▶ Request
Edit the rows below so that every "positive clicks" becomes "foreground clicks", and keep all other text unchanged.

Stored data entries
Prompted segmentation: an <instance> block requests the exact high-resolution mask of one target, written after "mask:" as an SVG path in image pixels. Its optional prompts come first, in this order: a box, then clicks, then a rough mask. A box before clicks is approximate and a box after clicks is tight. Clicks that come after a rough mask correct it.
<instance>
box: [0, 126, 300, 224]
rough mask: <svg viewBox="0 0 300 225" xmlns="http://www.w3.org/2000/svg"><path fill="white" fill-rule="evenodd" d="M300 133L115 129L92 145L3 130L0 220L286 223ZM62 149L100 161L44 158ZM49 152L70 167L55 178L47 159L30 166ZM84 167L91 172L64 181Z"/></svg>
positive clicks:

▶ Response to the task
Prompted segmentation: an <instance> block requests the exact high-resolution mask of one target, written after "mask:" as an SVG path in image pixels. Its optional prompts come first, in this order: a box, then clicks, then a rough mask. A box before clicks is approximate and a box after clicks is tight. Clicks that come after a rough mask correct it.
<instance>
box: [0, 126, 300, 224]
rough mask: <svg viewBox="0 0 300 225" xmlns="http://www.w3.org/2000/svg"><path fill="white" fill-rule="evenodd" d="M300 133L115 129L92 145L3 130L0 220L286 223ZM62 149L100 161L44 158ZM49 152L70 167L55 178L47 159L30 166ZM84 167L91 172L64 181Z"/></svg>
foreground clicks:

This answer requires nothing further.